### EXERCISE DETAILS
Between the line containing "Phrase -- distant mountain ridge" and the line containing "Phrase -- shadow on ground" lies a run of lines; give that run again exactly, with both of those lines, and nothing else from the entries below.

Stored entries:
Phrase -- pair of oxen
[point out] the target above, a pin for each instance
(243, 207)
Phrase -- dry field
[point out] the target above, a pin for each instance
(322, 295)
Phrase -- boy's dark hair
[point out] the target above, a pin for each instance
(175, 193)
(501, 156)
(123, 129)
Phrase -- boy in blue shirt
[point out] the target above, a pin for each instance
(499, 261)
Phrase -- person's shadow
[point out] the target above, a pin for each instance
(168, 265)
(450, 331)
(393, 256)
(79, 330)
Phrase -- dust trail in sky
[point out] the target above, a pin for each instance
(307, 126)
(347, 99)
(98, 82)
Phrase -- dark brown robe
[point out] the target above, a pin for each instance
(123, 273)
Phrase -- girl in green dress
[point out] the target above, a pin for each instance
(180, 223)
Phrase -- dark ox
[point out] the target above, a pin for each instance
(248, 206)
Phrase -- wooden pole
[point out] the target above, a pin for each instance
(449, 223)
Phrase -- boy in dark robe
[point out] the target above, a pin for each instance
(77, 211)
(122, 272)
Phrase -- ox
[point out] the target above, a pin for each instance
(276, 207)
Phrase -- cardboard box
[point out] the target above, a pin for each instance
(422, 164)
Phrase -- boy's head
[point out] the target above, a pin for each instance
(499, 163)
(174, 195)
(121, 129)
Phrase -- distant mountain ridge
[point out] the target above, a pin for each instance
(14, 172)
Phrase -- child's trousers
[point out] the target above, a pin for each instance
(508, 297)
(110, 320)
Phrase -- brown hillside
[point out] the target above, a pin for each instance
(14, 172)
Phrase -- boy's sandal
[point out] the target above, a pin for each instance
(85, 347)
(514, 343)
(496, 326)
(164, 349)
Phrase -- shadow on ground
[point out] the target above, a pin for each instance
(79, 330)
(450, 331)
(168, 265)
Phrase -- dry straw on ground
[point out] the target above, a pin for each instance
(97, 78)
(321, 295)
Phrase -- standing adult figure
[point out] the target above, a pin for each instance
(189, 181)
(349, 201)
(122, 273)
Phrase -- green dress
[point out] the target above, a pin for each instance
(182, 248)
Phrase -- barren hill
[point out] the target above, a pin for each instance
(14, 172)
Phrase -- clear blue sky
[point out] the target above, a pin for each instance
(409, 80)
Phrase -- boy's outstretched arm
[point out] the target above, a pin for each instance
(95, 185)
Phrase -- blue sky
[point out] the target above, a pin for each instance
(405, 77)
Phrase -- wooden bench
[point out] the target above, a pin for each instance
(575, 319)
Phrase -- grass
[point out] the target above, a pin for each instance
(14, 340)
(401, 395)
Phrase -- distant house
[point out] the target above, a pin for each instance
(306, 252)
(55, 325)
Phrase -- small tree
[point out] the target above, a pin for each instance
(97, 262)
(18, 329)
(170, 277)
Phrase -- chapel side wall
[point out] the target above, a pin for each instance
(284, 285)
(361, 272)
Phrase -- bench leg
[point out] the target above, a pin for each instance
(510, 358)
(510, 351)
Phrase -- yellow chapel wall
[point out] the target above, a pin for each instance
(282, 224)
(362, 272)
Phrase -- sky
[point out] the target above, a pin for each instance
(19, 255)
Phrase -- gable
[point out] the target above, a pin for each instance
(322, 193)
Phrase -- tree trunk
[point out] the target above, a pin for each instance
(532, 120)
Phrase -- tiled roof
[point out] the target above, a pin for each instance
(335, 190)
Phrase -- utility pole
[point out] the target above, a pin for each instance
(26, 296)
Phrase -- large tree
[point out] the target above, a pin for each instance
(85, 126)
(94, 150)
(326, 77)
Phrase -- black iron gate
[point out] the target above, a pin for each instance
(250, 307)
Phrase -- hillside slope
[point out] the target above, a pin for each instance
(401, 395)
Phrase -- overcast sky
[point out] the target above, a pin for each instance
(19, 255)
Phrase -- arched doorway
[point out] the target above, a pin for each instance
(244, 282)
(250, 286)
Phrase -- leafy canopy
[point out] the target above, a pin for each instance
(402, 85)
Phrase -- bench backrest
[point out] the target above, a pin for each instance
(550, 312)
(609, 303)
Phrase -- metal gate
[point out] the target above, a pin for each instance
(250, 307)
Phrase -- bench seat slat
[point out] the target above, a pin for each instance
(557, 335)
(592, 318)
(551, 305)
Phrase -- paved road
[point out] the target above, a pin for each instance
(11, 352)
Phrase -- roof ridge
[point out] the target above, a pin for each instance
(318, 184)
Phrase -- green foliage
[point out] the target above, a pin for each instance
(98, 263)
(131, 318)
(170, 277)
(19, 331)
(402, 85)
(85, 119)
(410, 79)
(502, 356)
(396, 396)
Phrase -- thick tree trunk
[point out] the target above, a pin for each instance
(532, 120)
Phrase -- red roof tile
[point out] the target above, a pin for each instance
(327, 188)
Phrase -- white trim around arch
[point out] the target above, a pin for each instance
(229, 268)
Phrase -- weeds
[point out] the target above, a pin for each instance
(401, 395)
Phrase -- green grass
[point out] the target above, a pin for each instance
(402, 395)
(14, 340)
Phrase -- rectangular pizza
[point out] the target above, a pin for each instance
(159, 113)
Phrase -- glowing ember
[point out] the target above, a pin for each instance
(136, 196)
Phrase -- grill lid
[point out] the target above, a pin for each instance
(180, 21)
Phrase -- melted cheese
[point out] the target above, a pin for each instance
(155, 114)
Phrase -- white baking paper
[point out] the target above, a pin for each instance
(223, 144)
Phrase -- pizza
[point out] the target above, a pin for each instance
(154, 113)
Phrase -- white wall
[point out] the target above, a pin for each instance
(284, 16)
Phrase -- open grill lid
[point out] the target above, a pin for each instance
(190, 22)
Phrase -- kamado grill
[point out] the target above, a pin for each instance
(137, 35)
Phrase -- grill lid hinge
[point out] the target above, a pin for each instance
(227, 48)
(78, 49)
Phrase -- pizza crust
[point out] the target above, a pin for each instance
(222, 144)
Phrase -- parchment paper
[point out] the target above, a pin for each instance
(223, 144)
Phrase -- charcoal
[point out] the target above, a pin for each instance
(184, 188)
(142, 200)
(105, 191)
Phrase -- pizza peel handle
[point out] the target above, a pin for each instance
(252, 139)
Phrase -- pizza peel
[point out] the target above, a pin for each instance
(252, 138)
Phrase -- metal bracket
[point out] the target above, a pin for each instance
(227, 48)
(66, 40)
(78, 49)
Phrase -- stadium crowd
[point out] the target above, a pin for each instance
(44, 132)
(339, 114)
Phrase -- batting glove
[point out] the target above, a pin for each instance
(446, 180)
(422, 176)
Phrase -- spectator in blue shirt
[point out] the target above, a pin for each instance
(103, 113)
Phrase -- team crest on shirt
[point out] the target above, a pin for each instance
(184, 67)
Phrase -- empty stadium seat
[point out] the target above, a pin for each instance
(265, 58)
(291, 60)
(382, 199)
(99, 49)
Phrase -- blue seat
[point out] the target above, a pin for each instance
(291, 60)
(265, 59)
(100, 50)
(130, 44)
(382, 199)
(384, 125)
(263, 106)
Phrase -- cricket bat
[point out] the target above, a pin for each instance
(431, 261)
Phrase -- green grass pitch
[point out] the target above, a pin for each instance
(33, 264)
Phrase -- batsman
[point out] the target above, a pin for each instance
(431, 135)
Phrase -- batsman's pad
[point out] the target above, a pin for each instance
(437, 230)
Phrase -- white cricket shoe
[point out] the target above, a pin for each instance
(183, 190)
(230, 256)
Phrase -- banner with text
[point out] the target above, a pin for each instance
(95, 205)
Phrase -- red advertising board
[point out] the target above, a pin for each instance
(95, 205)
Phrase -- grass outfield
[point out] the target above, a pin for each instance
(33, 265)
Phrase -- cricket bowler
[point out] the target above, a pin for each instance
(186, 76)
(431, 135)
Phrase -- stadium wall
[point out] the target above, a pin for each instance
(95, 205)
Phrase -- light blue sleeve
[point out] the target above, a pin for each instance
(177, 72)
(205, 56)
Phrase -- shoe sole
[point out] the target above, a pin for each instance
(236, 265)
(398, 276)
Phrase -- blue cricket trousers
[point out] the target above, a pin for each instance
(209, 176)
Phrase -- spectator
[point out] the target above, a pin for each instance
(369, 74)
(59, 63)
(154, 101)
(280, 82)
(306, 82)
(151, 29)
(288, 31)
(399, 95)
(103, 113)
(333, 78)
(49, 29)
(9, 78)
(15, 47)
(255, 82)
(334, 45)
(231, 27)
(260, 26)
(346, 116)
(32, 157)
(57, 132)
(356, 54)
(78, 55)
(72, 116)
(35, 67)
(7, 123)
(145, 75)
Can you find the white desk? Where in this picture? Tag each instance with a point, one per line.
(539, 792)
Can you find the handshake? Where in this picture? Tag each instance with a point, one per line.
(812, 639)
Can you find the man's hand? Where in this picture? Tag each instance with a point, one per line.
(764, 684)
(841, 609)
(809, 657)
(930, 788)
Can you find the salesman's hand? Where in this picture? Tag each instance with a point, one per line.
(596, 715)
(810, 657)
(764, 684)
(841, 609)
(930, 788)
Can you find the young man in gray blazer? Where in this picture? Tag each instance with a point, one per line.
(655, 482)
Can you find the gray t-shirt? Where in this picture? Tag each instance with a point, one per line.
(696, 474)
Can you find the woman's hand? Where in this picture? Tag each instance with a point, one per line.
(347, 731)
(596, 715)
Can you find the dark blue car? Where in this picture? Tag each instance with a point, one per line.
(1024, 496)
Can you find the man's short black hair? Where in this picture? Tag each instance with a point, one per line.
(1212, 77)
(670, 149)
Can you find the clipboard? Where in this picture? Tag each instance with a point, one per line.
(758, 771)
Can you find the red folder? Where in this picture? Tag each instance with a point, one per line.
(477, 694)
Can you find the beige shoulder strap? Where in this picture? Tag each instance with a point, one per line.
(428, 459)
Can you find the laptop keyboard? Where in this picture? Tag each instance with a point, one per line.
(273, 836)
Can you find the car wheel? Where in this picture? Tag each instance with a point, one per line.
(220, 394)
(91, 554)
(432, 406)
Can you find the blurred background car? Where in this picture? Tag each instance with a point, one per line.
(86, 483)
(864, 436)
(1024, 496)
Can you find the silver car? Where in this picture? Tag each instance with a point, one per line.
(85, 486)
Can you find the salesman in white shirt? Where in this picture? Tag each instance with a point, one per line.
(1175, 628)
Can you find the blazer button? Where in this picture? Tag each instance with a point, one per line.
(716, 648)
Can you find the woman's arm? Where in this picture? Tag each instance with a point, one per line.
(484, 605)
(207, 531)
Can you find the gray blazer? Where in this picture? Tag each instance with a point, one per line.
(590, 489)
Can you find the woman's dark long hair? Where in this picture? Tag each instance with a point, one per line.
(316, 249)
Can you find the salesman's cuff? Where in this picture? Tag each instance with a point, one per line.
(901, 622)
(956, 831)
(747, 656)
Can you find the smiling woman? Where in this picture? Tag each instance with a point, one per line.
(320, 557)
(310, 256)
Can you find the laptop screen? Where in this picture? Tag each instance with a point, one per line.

### RESPONSE TO THIS EXERCISE
Phrase -- distant mountain ridge
[point out] the target above, a pin for each instance
(14, 172)
Phrase -- child's trousers
[point out] the target above, a pin for each instance
(508, 297)
(110, 320)
Phrase -- brown hillside
[point out] the target above, a pin for each instance
(14, 172)
Phrase -- boy's sandal
[point out] the target above, a pin for each instance
(85, 347)
(514, 343)
(496, 326)
(164, 349)
Phrase -- shadow on ground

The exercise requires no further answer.